◆ **WHAT IS ASKED**
Pull out each line of the material below that contains the word "hand", and copy those lines unchanged.

====

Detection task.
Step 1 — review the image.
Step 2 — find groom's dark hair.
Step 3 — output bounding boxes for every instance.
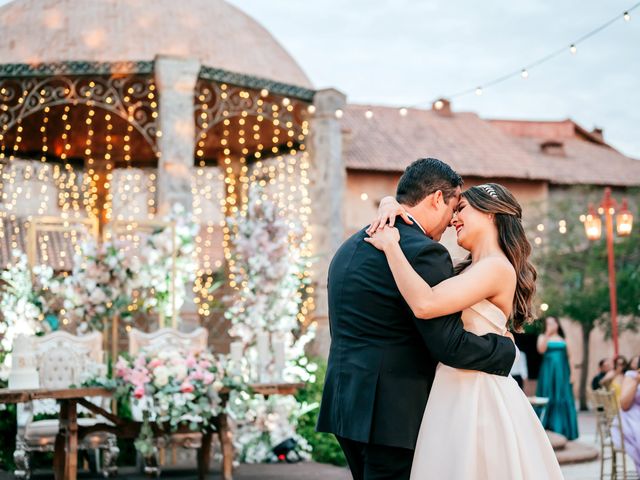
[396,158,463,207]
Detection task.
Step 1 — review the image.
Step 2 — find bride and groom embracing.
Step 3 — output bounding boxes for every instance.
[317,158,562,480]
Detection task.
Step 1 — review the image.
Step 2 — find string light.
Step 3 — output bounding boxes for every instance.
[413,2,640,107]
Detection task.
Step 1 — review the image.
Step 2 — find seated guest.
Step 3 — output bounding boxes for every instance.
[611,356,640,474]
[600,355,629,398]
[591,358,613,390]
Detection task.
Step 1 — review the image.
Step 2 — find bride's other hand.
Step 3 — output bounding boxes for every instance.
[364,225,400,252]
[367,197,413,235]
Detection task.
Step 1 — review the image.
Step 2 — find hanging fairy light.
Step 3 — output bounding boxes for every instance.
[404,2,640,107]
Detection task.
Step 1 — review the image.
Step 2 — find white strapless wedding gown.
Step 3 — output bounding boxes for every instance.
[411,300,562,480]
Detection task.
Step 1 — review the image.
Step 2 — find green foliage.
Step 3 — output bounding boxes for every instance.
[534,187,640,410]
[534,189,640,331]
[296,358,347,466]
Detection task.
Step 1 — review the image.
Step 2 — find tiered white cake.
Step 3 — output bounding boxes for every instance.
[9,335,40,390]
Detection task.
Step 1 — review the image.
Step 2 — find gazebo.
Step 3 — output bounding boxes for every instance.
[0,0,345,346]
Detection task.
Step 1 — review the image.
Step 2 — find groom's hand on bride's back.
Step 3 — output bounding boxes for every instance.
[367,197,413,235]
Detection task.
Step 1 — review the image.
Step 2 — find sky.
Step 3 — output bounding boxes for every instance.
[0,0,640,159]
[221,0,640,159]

====

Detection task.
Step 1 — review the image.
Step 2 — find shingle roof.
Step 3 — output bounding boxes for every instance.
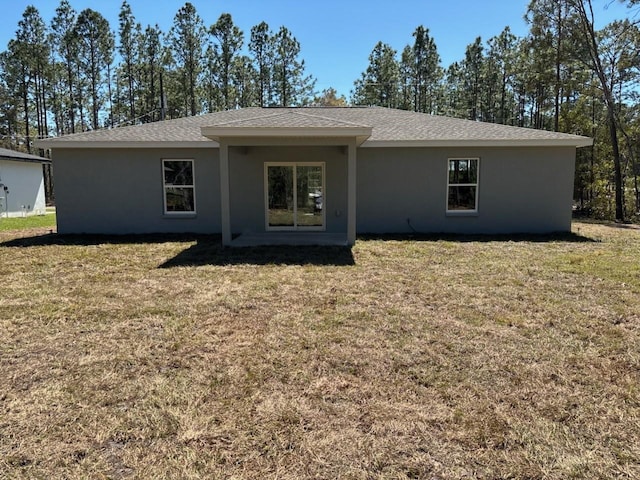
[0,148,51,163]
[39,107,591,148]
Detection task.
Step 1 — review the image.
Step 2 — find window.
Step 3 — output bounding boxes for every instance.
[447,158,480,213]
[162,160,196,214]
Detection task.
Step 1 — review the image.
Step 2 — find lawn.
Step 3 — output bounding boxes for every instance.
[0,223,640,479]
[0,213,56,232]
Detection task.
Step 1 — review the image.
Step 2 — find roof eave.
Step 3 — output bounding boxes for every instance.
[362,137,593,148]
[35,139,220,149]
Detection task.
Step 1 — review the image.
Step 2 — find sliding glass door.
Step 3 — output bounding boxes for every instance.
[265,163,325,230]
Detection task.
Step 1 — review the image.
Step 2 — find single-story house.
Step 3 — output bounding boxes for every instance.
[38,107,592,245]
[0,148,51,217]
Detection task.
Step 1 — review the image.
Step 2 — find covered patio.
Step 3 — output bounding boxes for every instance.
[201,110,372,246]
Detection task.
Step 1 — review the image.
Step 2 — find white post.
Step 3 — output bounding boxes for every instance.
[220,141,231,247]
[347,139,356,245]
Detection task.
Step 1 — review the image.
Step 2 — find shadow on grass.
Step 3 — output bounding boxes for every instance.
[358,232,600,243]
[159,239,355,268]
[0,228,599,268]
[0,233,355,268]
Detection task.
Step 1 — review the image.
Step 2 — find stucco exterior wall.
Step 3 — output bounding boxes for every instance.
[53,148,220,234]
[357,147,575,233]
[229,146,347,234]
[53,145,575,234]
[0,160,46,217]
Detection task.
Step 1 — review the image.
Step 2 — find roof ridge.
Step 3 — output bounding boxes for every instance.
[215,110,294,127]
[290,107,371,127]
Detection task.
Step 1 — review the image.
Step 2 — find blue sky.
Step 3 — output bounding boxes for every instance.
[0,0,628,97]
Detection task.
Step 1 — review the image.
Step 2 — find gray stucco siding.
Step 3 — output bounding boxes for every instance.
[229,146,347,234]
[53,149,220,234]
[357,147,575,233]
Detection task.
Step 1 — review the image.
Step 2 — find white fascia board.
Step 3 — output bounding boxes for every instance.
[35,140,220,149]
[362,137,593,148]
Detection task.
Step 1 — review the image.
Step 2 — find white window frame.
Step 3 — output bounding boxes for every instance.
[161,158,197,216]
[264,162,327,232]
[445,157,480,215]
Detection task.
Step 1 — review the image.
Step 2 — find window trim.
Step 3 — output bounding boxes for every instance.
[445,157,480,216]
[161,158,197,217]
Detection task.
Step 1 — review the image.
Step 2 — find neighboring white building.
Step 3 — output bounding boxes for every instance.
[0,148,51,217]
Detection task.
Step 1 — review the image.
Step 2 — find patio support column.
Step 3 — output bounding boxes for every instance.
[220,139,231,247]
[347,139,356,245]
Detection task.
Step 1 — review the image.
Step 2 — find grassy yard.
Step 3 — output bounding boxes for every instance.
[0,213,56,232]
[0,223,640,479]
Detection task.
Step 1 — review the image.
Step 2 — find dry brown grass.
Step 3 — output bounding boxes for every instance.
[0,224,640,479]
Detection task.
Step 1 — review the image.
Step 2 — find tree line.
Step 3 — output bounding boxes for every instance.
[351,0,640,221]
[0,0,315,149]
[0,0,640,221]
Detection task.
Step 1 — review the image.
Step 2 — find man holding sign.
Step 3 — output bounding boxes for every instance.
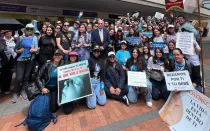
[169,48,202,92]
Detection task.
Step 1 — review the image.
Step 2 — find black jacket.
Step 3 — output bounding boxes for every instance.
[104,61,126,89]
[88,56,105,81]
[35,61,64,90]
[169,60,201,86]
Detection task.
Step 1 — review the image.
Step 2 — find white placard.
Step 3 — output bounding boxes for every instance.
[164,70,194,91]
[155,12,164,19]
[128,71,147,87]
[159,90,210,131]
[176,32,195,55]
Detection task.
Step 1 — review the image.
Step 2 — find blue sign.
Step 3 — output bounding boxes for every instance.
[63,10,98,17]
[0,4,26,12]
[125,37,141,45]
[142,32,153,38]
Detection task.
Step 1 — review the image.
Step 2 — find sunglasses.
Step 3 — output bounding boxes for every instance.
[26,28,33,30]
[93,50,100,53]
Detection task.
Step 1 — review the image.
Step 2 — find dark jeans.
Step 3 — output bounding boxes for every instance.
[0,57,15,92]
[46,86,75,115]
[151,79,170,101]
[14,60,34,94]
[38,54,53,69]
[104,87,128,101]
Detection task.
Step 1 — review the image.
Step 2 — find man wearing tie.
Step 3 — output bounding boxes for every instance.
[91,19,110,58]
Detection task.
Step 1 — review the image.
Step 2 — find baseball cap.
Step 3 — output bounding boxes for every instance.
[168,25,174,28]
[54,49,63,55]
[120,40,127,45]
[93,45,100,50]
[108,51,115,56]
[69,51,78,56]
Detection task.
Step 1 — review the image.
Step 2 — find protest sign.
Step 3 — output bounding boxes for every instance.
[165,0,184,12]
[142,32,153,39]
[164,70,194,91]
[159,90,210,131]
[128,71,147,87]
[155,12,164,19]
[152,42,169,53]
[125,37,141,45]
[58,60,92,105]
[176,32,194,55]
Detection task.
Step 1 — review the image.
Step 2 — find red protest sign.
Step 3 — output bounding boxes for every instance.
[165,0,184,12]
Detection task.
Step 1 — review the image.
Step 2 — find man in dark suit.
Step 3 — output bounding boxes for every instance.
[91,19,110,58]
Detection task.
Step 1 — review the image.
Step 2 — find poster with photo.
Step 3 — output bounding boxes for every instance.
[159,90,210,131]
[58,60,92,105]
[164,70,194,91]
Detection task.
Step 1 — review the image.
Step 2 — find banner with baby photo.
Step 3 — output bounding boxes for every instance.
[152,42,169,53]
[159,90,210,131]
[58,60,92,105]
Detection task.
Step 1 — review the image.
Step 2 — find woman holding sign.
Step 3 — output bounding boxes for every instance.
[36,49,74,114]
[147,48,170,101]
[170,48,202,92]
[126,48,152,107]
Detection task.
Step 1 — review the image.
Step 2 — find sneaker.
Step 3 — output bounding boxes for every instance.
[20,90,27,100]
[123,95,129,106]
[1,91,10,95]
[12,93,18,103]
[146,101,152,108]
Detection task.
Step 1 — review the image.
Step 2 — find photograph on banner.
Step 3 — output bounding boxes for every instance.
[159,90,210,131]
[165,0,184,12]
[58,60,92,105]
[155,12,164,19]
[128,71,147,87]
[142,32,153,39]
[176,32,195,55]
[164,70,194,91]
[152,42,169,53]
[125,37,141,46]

====

◆ **EXERCISE RESULT**
Step 2 — find bride's other hand.
Step 2 — find groom's hand on bride's back.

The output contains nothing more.